REQUEST 1 ::
Translate this sentence from the post below on the Examine provider for LINQ2Umbraco into Spanish: "Creating a custom Examine indexer is fairly straight forward."

PROVIDED TEXT ::
○ ○ ○

Examine Provider for LINQ2Umbraco
FEBRUARY 27 2011The last couple of months I have been fortunate enough to work on a couple of Umbraco projects, which involved using Examine for searching and in the latest project we are using a Lucene index for caching Umbraco Members. This works surprisingly well and the performance of using Examine as a posed to the standard Member API is without comparison. But performance wasn't the only gain, as we have to retrieve the members based on different properties, which we now can do with a simple search.
After having worked with members through Examine I started thinking about whether there was anything to gain by using Examine to store and retrieve Umbraco documents. There is no doubt that Examine is super fast, but storing a page with its properties would need some modifications: 1. When Examine is indexing content it uses standard Lucene Analyzers, and HTML is stripped from the content, which makes perfect sense in a search scenario, but not so much when using it as an Umbraco document store. 2. Everything isn't indexed by default when using Examine. A few standard properties are not being indexed, and others are being Analyzed by default. So first step is to create a custom indexer, which would enable storing a complete document with all its properties, which is not analyzed upon indexing. Creating a custom Examine indexer is fairly straight forward. Shannon and Aaron have really done a great job with the implementation of Examine, and extending/modifying/creating is possible in every way imaginable.
With storing sorted, retrieval is the next step and creating a provider for LINQ2Umbraco is an obvious choice - well, at least in my opinion. Who doesn't love strongly typed objects :) Again I have to give a shout-out to the black belt Ninja of the Aussie Umbraco Clan for creating a provider based LINQ2Umbraco implementation. After spending a couple of hours reading the source I started to create my own provider, which uses Examine for retrieving Umbraco documents instead of using the XML context like the standard implementation. I made the provider by creating an ExamineDataProvider which implements the abstract UmbracoDataProvider class, an ExamineAssociationTree which implements the abstract AssociationTree class and an ExamineTree which implements the abstract Tree class. I also made an ExamineDataContext, which implements the IUmbracoDataContext interface. Pretty straight forward, right. The hard part was figuring out how to replace the XML context lookups with Examine searches, but it actually worked out pretty good.

○ ○ ○

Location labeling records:
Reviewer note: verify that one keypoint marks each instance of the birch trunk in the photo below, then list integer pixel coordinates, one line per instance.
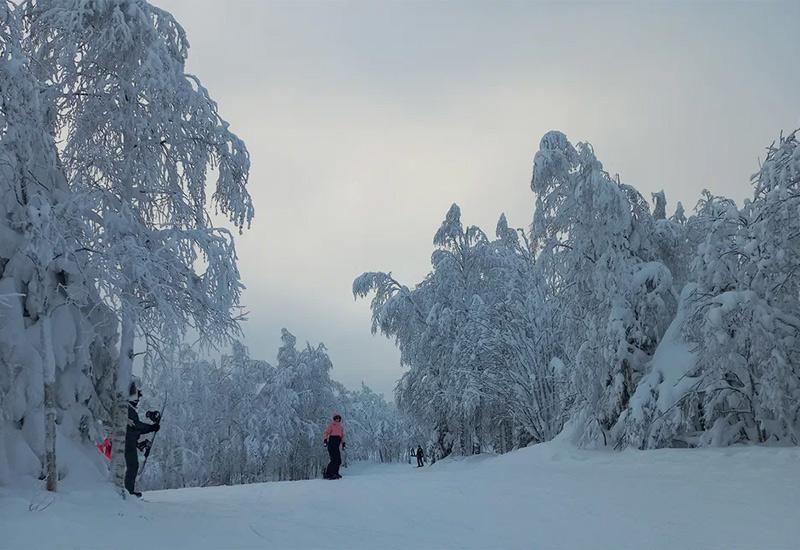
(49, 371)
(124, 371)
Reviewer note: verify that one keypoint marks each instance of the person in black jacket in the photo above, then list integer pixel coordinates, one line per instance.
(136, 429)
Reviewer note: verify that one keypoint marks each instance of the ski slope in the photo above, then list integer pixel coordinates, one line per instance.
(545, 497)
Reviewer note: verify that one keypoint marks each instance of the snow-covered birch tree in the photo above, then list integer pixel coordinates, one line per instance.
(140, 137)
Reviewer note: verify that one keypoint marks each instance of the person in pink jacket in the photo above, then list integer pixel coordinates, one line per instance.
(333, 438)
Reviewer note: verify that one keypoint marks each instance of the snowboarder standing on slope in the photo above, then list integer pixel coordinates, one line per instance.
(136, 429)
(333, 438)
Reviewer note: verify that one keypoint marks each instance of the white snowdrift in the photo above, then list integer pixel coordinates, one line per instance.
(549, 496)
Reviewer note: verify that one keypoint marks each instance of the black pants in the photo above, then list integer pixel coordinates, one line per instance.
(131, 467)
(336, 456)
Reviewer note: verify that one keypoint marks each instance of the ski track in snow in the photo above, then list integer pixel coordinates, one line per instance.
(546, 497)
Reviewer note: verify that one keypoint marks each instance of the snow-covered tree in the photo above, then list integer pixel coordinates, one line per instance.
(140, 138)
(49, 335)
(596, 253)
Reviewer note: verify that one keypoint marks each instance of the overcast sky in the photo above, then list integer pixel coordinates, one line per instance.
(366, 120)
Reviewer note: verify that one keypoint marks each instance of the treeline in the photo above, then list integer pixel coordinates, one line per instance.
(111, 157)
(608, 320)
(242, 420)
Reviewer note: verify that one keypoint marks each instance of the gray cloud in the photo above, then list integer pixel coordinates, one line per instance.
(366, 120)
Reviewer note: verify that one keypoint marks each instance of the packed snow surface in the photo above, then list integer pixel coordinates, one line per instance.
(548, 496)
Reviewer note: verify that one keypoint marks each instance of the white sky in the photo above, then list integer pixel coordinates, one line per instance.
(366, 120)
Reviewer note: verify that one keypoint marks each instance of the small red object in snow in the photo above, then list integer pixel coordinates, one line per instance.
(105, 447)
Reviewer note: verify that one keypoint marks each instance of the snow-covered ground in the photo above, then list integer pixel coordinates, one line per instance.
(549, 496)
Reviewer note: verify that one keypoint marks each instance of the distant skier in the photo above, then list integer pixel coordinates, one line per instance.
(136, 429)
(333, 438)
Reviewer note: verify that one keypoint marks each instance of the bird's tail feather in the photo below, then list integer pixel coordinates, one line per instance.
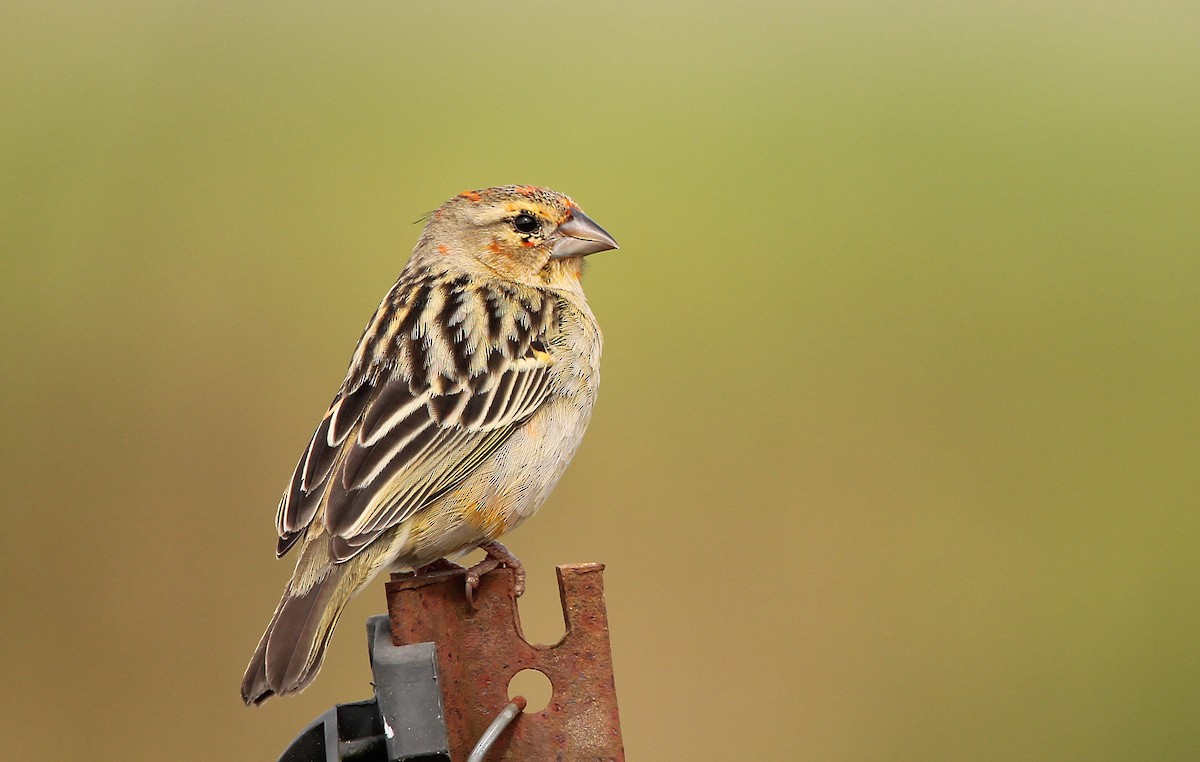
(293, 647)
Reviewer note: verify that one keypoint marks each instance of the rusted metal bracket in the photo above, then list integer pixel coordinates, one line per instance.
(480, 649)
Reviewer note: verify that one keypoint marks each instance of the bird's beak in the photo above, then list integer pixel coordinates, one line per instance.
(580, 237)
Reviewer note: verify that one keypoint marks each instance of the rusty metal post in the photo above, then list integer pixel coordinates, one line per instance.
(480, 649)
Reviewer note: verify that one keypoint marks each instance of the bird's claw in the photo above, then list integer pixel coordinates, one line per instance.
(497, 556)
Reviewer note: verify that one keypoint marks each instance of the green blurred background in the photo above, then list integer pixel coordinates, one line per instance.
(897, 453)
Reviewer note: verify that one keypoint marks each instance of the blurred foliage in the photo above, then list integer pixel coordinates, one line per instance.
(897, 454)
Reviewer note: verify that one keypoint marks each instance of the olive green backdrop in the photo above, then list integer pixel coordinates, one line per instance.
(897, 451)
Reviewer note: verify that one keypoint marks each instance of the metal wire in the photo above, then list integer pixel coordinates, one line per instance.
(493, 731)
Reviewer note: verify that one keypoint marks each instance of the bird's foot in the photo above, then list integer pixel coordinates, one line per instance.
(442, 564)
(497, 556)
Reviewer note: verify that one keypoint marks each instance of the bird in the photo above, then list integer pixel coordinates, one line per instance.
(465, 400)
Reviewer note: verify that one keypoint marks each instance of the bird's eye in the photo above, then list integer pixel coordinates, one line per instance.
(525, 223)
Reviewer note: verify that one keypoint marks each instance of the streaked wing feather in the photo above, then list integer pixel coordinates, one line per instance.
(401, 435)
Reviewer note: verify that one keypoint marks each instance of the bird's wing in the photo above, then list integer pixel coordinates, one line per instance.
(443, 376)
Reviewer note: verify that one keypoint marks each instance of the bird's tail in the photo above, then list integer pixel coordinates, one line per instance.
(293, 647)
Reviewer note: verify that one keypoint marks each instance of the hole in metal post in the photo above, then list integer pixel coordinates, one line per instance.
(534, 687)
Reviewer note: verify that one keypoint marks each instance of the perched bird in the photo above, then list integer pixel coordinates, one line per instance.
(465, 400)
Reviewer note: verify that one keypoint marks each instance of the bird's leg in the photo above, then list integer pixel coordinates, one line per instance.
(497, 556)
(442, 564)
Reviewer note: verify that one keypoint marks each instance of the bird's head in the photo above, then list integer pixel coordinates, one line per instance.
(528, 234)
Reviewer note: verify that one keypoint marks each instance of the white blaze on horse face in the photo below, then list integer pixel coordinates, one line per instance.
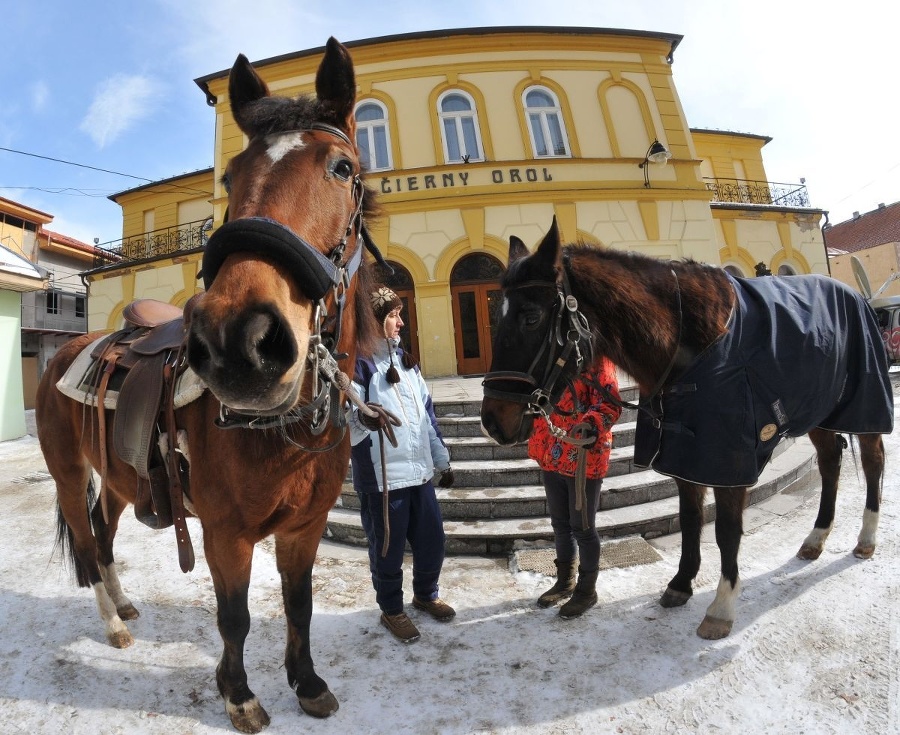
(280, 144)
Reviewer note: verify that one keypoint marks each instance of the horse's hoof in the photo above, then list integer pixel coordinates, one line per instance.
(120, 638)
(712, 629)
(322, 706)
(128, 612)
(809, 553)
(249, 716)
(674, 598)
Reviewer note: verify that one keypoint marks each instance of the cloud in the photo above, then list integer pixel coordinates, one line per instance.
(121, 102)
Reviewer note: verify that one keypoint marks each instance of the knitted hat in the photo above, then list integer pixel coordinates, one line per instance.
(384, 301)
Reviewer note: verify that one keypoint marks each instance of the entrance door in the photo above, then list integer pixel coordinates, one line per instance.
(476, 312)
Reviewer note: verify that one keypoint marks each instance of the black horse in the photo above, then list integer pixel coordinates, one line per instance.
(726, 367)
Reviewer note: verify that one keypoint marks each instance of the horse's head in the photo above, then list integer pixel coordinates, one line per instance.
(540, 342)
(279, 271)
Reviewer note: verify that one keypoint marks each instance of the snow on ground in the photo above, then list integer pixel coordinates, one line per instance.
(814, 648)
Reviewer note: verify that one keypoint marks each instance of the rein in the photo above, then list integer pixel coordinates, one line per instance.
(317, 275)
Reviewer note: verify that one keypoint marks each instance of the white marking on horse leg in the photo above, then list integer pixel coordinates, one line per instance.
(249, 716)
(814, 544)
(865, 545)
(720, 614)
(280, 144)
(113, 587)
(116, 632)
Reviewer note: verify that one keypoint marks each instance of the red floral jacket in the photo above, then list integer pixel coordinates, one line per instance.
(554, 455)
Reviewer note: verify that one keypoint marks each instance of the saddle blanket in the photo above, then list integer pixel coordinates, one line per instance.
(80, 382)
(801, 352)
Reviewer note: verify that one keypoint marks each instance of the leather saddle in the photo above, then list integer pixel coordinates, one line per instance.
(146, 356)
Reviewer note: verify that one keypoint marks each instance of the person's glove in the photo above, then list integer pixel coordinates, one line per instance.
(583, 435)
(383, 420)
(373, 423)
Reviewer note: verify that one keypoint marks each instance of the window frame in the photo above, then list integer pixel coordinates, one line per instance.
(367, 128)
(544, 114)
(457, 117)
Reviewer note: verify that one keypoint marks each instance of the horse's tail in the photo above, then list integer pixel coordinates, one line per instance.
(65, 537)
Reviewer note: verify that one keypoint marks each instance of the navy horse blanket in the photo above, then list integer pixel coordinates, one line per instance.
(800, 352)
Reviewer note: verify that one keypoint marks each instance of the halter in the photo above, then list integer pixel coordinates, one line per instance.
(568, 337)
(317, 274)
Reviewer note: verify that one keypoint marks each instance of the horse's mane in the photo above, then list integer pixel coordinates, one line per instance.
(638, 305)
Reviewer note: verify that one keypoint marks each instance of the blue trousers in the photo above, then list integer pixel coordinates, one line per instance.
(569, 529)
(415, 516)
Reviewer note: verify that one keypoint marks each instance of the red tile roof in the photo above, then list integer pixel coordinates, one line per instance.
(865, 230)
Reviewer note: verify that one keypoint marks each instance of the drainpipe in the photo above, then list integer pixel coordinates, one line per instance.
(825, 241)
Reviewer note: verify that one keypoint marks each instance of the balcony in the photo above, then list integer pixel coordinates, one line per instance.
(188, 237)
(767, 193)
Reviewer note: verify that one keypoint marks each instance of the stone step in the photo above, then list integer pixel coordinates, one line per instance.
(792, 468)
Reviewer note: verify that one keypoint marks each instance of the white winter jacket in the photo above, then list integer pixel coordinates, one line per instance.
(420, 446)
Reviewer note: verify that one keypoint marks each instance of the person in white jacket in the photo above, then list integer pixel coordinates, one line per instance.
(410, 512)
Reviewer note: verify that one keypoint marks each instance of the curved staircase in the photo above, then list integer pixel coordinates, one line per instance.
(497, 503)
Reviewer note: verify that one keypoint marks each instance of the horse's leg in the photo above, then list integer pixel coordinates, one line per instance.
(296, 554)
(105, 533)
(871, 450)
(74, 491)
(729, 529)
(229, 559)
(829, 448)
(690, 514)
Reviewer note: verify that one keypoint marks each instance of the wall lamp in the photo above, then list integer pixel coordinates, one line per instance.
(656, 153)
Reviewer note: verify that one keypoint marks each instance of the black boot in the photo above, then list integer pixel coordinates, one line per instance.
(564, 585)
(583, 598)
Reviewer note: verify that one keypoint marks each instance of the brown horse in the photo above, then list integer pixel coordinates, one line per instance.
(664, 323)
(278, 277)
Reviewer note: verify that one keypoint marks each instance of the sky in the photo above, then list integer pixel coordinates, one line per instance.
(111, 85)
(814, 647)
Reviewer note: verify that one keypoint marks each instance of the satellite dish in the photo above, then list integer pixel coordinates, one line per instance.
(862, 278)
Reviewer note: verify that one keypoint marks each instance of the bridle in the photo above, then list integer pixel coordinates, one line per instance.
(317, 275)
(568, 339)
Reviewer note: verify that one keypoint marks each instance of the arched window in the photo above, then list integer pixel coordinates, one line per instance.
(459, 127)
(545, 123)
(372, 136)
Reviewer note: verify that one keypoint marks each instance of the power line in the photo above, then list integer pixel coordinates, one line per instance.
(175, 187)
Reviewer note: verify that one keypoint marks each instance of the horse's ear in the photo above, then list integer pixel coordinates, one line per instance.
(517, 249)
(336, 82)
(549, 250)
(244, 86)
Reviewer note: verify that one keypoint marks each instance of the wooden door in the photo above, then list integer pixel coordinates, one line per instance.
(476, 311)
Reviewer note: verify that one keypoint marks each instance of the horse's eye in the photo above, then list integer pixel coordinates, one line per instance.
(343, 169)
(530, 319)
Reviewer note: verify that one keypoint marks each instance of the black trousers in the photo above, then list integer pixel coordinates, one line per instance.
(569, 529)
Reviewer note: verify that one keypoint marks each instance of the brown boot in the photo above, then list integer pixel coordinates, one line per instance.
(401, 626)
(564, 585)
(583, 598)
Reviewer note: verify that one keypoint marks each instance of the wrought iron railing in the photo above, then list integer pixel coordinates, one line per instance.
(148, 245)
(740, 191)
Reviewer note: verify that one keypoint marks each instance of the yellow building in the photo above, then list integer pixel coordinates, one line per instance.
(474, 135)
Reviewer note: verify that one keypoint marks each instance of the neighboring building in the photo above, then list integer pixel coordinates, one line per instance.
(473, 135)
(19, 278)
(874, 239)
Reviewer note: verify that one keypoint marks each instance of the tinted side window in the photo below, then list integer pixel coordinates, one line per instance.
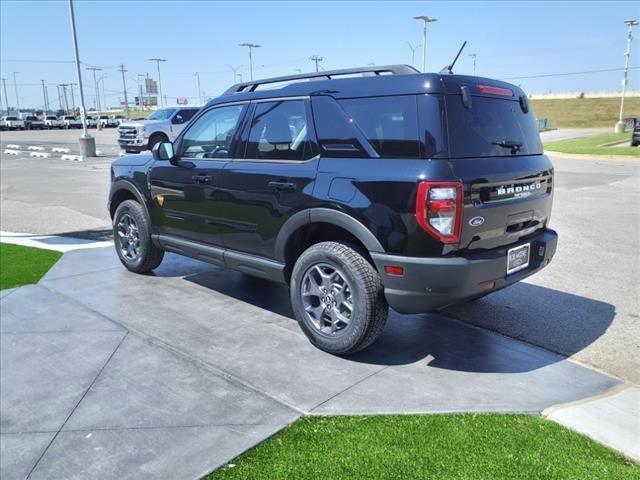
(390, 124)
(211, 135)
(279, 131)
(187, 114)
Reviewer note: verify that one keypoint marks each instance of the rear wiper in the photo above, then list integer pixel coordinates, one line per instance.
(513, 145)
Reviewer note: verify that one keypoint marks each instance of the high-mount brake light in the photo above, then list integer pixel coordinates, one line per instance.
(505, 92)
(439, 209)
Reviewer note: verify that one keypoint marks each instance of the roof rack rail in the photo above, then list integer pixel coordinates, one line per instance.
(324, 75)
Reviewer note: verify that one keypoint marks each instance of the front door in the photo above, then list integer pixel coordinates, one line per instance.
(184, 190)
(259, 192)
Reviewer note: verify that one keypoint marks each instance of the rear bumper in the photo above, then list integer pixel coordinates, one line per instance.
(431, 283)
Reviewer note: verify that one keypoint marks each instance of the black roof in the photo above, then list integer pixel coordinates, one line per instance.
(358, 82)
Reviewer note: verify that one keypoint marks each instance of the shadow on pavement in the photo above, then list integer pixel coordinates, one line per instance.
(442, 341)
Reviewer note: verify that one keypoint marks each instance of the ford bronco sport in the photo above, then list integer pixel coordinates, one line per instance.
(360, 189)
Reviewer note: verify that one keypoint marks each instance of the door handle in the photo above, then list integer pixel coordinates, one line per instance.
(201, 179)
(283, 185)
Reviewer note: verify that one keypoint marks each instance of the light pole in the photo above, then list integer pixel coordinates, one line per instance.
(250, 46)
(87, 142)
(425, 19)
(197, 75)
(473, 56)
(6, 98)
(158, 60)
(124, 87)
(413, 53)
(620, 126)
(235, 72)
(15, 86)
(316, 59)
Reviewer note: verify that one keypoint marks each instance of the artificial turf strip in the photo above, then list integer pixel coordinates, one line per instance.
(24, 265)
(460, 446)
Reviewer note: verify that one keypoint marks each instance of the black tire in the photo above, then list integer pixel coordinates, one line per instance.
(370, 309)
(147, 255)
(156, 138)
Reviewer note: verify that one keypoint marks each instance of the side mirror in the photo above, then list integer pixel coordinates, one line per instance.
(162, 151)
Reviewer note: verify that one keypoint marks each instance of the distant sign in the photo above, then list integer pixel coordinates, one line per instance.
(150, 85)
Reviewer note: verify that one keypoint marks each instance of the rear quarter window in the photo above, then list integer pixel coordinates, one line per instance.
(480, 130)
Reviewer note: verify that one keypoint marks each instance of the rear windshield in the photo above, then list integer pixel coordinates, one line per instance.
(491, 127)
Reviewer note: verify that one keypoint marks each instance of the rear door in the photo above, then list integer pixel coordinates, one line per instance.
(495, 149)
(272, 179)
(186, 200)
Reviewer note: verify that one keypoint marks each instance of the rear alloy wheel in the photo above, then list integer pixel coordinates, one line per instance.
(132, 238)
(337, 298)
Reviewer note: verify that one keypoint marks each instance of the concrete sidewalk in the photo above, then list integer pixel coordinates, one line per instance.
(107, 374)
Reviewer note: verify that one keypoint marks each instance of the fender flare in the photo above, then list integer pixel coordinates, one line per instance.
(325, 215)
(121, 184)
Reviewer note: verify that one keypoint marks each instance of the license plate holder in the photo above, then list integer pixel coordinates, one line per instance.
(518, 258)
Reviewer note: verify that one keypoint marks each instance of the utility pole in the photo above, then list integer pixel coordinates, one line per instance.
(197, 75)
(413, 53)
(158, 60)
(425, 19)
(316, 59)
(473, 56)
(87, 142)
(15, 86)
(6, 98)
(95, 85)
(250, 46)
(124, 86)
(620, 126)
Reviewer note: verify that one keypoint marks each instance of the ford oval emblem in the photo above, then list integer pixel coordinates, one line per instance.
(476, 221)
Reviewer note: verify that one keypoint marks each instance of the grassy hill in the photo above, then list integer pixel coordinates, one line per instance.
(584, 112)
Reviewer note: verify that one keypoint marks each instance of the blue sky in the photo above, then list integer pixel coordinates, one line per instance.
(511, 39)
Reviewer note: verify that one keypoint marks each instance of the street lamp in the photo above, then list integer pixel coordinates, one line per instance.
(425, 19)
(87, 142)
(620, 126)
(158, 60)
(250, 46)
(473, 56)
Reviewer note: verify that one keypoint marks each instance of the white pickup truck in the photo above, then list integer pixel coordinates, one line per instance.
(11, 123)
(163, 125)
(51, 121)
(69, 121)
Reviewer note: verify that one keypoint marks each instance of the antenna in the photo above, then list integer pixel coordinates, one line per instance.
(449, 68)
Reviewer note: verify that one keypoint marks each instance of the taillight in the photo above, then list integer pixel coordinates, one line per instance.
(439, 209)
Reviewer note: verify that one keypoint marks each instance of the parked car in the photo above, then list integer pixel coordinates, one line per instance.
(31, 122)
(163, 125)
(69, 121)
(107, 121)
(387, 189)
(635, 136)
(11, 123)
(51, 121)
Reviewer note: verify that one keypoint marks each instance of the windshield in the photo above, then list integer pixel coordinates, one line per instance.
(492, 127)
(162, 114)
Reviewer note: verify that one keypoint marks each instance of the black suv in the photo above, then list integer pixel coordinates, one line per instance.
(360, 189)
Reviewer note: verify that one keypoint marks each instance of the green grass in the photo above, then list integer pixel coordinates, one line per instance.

○ ○ ○

REQUEST 2 ::
Gather every line of the records above that contains the string "blanket". Case counts, so include only lines where the letters match in case.

EXERCISE OUTPUT 1 ::
Crear un indexador personalizado de Examine es bastante sencillo.

EXERCISE OUTPUT 2 ::
Reviewer note: verify that one keypoint marks each instance of the saddle blanket in the photo above, then list integer pixel coordinates, one line per instance.
Reviewer note: verify that one keypoint marks each instance of the navy horse blanket in the photo above, then list integer pixel coordinates, one line per instance.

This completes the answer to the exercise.